ENTRIES PROVIDED
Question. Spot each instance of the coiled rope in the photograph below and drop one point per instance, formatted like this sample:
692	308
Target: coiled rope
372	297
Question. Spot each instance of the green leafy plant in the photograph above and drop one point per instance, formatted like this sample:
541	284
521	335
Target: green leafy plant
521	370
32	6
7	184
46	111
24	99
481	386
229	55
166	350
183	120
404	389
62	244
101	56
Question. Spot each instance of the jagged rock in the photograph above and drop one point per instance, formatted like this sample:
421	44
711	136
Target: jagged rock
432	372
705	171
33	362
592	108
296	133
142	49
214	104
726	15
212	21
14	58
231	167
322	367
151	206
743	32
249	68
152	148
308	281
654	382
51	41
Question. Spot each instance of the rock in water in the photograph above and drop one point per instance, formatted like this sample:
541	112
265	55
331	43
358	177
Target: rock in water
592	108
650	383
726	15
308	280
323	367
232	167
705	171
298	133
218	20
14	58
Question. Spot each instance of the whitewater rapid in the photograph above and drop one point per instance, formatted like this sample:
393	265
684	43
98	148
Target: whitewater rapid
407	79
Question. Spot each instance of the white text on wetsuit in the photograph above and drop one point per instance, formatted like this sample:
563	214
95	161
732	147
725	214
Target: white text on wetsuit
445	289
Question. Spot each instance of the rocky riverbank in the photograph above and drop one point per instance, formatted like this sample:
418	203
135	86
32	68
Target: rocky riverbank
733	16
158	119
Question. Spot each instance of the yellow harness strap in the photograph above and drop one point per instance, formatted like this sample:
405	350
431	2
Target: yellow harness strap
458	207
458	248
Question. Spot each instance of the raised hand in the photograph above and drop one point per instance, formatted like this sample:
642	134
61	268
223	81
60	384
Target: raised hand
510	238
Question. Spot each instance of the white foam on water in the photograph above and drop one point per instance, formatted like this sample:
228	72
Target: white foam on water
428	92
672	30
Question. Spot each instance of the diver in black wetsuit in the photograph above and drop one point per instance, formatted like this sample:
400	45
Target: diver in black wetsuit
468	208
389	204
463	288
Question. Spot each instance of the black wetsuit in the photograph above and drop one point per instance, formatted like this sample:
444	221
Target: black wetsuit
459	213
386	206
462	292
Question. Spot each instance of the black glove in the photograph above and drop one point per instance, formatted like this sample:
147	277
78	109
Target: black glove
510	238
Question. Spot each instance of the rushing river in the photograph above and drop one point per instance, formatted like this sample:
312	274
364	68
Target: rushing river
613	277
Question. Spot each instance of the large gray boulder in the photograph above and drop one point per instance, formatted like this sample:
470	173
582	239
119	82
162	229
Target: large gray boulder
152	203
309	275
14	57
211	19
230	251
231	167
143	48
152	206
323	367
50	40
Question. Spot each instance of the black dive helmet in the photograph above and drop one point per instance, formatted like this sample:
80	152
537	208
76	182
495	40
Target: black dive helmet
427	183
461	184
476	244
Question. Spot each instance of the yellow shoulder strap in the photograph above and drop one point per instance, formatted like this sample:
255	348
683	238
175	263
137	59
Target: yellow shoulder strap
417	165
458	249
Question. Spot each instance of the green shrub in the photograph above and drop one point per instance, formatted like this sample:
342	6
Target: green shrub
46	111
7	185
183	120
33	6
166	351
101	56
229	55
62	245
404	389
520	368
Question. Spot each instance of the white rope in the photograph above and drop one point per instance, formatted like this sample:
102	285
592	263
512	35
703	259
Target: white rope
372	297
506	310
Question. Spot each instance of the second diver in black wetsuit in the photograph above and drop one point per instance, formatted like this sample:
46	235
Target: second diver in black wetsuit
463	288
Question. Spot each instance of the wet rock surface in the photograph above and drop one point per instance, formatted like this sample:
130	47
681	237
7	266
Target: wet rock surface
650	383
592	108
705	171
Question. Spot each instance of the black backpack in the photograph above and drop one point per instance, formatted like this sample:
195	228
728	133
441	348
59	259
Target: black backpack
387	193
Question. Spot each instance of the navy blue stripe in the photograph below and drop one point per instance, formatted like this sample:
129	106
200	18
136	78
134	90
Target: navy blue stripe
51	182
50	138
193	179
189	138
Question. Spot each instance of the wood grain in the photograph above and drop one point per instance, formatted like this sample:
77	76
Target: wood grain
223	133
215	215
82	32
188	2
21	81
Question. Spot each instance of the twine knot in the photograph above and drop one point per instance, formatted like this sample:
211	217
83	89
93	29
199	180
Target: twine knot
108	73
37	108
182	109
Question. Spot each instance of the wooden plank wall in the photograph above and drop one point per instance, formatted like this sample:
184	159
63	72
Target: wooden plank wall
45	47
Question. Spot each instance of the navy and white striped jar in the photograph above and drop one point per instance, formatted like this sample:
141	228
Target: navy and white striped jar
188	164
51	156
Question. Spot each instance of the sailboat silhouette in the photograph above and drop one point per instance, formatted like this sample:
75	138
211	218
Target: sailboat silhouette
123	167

EXERCISE GOAL
Could you copy every record above exactly as it stands?

SOLUTION TO THE PROBLEM
Question. Spot each instance of the coiled rope in the photograph below and drop one point per instance, formatted like this sample:
692	308
Target: coiled rope
372	297
Question. Spot each instance of the green leafy plant in the photograph above and drop one point per instance, formatted like this sample:
541	284
521	335
Target: green leafy plant
521	370
32	6
7	184
46	111
24	99
481	386
229	55
166	350
183	120
404	389
62	244
101	56
Question. Spot each instance of the jagged rock in the photograph above and drop one point per instance, formatted like this sample:
421	44
711	136
Target: jagged rock
432	372
705	171
33	362
592	108
296	133
142	49
214	104
726	15
212	21
14	58
231	167
322	367
151	206
743	32
249	68
152	148
308	281
654	382
51	41
Question. Spot each instance of the rock in water in the photograph above and drop one point per instance, formatted like this sample:
541	112
265	55
331	43
358	177
Target: rock in water
592	108
650	383
726	15
308	280
323	367
232	167
705	171
298	133
218	20
14	58
Question. Spot each instance of the whitewater rapid in the photograph above and drop one point per instance, formatted like this sample:
393	265
684	43
98	148
Target: whitewater rapid
407	79
Question. Spot each instance of the white text on wetsuit in the photograph above and drop one point per instance, formatted like this sample:
563	214
95	161
732	147
725	214
Target: white text on wetsuit
445	289
Question. Spot each instance of the rocky riverbank in the photograph above and drop one point per instance, formatted like this sample:
418	203
135	86
32	68
Target: rocky riverbank
733	16
158	119
Question. Spot each instance of the yellow harness strap in the photograph above and drop one point per instance, formatted like this sample:
405	350
431	2
Target: yellow harness strap
458	207
458	248
Question. Spot each instance of the raised hand in the photograph above and drop one point per instance, formatted like this sample:
642	134
61	268
223	81
60	384
Target: raised hand
510	238
Question. Spot each instance of the white foam on water in the photograph above and drop one point per instance, formatted like this sample:
228	72
Target: white foam on water
428	92
672	30
Question. Spot each instance of the diver in black wetsuit in the photograph above and drop one point per instance, formatted like this sample:
400	45
Target: diver in black wetsuit
468	208
389	204
463	288
Question. Spot each instance of the black wetsuit in the photograph above and drop one point per instance, formatted like this sample:
444	221
Target: black wetsuit
459	213
386	206
462	292
Question. Spot each instance of the black glove in the photograph above and drop one point per instance, formatted like this sample:
147	277
78	109
Target: black glove
510	238
Question. Spot each instance of the rushing river in the photograph above and drop one point per instance, formatted like this sample:
312	274
364	68
Target: rushing river
613	277
Question. Spot each instance of the large gray boulder in the photograph above and drop one point per instance, formatted like this sample:
470	173
582	239
119	82
162	229
Target: large gray boulder
152	203
309	275
14	57
211	19
230	251
231	167
143	48
152	206
323	367
50	40
Question. Spot each instance of the black dive helmet in the photograph above and drop one point per instance, formatted like this sample:
80	152
537	208
76	182
495	40
Target: black dive helmet
427	183
461	184
476	244
Question. Spot each instance of the yellow shoulder strap in the photograph above and drop one point per instance, formatted like this sample:
255	348
683	238
175	263
137	59
Target: yellow shoulder strap
417	165
458	249
Question. Spot each instance of the green shrub in the photograph above and drop one point per instance, formatted like this sample:
342	6
Target: green shrub
46	111
7	185
183	120
33	6
166	351
101	56
229	55
62	245
404	389
520	368
Question. Spot each instance of the white rope in the photograph above and drop one point per instance, formatted like this sample:
102	285
592	263
512	35
703	259
Target: white rope
372	297
506	310
Question. Spot each instance of the second diver in black wetsuit in the photograph above and drop one point per instance, formatted like this sample:
46	235
Target: second diver in black wetsuit
463	288
Question. Spot each instance of the wet rock surface in the photograph above and drop one point per instance, formatted like this sample:
130	47
681	237
7	266
Target: wet rock surface
650	383
592	108
705	171
Question. Spot each instance of the black backpack in the photograph above and drop one point per instance, formatted like this sample:
195	228
728	133
441	348
59	259
Target: black backpack
387	193
Question. Spot each instance of the navy blue stripe in the photograph below and drop one point per instance, formatted like this sample:
129	106
200	18
136	78
134	90
Target: navy blue stripe
51	182
50	138
193	179
189	138
Question. Spot each instance of the wood grain in the photograph above and drop one point per instance, formatted like this sample:
77	76
Target: wood grain
223	133
215	215
82	32
188	2
21	81
Question. Spot each instance of the twine knot in the photograph above and drop one point per instance, formatted like this sample:
211	217
83	89
93	29
199	180
Target: twine knot
108	73
37	108
182	109
Question. Spot each instance of the wooden plank wall in the photograph above and drop one point per instance, formatted like this sample:
184	159
63	72
Target: wooden plank wall
45	47
Question. Spot each instance of the navy and white striped jar in the photograph above and drop one point per instance, formatted like this sample:
141	228
Target: navy and white striped jar
188	164
51	156
Question. Spot each instance of the sailboat silhouette in the photograph above and drop one point per instance, formatted like this sample:
75	138
211	218
Target: sailboat silhouette
123	167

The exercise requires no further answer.